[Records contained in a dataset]

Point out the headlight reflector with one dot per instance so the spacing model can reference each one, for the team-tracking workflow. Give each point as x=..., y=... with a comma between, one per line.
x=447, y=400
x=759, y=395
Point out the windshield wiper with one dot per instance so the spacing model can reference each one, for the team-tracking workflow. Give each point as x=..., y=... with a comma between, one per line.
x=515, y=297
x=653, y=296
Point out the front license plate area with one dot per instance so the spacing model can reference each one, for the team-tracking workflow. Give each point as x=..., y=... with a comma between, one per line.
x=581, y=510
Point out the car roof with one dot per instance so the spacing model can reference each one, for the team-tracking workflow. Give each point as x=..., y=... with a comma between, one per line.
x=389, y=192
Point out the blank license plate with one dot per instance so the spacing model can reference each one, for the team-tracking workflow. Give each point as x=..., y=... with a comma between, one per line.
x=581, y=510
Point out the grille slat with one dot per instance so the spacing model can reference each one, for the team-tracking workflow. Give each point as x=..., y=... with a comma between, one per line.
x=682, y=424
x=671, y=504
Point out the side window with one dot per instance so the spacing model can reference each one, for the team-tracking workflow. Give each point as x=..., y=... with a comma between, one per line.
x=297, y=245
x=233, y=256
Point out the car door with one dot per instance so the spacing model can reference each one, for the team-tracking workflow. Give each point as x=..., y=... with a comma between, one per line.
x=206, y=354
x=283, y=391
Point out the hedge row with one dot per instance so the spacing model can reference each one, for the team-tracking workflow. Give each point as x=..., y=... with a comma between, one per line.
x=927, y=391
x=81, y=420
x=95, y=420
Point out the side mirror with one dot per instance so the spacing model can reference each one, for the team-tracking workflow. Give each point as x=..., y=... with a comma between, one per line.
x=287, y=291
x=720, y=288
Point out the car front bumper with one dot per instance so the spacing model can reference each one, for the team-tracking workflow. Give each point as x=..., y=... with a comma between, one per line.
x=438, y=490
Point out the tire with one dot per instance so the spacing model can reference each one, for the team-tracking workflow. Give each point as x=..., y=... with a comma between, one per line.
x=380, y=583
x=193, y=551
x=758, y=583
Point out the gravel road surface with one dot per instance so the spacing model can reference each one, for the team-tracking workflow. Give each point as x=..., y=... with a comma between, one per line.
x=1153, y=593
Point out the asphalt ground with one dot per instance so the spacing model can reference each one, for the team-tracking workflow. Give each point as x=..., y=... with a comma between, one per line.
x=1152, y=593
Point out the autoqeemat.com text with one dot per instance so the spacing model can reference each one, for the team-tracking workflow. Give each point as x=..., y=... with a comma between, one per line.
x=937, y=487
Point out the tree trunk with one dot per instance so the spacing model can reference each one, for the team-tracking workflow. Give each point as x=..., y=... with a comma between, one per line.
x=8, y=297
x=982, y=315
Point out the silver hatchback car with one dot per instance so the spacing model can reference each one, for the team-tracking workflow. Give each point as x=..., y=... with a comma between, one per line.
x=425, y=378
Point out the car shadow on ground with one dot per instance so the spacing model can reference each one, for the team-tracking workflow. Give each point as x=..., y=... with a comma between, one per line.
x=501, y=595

_Assignment_
All of the lines above need to be given again exactly.

_Your solution_
Point out the headlight reflector with one dot per instance so the spacing model can reference each one, for the team-tracking workflow. Give each point as x=..., y=... with a comma between, one per line.
x=447, y=400
x=759, y=395
Point out the windshield wiper with one dot per instance so the spacing model can reference each one, for the team-tracking workflow. Give each point as x=..., y=... with a comma between, one per line.
x=515, y=297
x=653, y=296
Point out the front license plate area with one dot per instance so the spacing model can reference each one, for the team-tracking workflow. Give each point as x=..., y=... with a comma between, one per line.
x=581, y=510
Point out the car roof with one dot per instance so the spacing model can reference each one, for the team-tracking workflow. Give each point as x=..., y=... with a comma between, one per line.
x=389, y=192
Point out the blank license plate with one dot per instance so the spacing model can reference each one, for the team-tracking workflow. Give each point as x=..., y=... with a comma between, one per line.
x=581, y=510
Point out the grille slat with one dot per instance so the spacing model can reference each one, for the team-tracking workflow. Give each point as x=..., y=... with a comma between, one per line.
x=682, y=424
x=671, y=504
Point out the side window with one dot per instance so the spacing model can reference each one, for the team-tracking workflow. Give each point as x=..., y=... with a comma between, one per line.
x=297, y=245
x=233, y=256
Point out the car door with one dot per instance so the spacing model can reference each one, for the team-tracking workflow. Give each point as x=..., y=... with a comma between, one per line.
x=206, y=354
x=283, y=391
Point out the hedge row with one dot per instance so the spacing model can reference each one, for the team-tracking workflow. Give each point as x=..., y=... with a comma between, one per line.
x=927, y=391
x=81, y=420
x=95, y=420
Point out the side mirror with one dot per instance so the spacing model can reference each one, for the team-tracking workflow. Give each point as x=..., y=... with a comma between, one per line.
x=287, y=291
x=720, y=288
Point out the car front bumper with one dot per instance so the spacing model can reference each one, for the team-tracking workflow. Give each point as x=..., y=... with a comma between, one per line.
x=438, y=490
Point out the tire with one dot per instance so the spacing model can reference each one, for the team-tracking workflow. Give each point as x=..., y=... with a comma between, one per line.
x=380, y=583
x=193, y=551
x=758, y=583
Point out the gravel road surface with one dot per instance so the spacing model can reference each one, for the team-tracking workflow. Give each point as x=..., y=... with a comma between, one per line.
x=1153, y=593
Point out the asphalt ground with one dot per instance so the spacing model can reference each one, for the team-tracking workflow. Give each point as x=..., y=... with a comma between, one per line.
x=1152, y=593
Point out the autoqeemat.com text with one dot per instance so the spacing model can reference each one, for the team-tracking workflow. Give each point as x=..., y=... with a comma between, one per line.
x=937, y=487
Point out the tree trunk with one dot per instance so the spacing model can reference each one, for the team-tracking workflow. Give each point as x=..., y=... with a comma between, one per line.
x=8, y=297
x=982, y=315
Point out the silver hatchback car with one dot per instance so the spacing model can reference each one, for the team-tracking workflow. Give each point as x=..., y=... with a comma between, one per line.
x=425, y=378
Point out the car shadow on ground with one dot per instance so the spacing model can reference each one, for the team-tracking workflow. Give each point as x=..., y=... with a comma between, one per line.
x=501, y=595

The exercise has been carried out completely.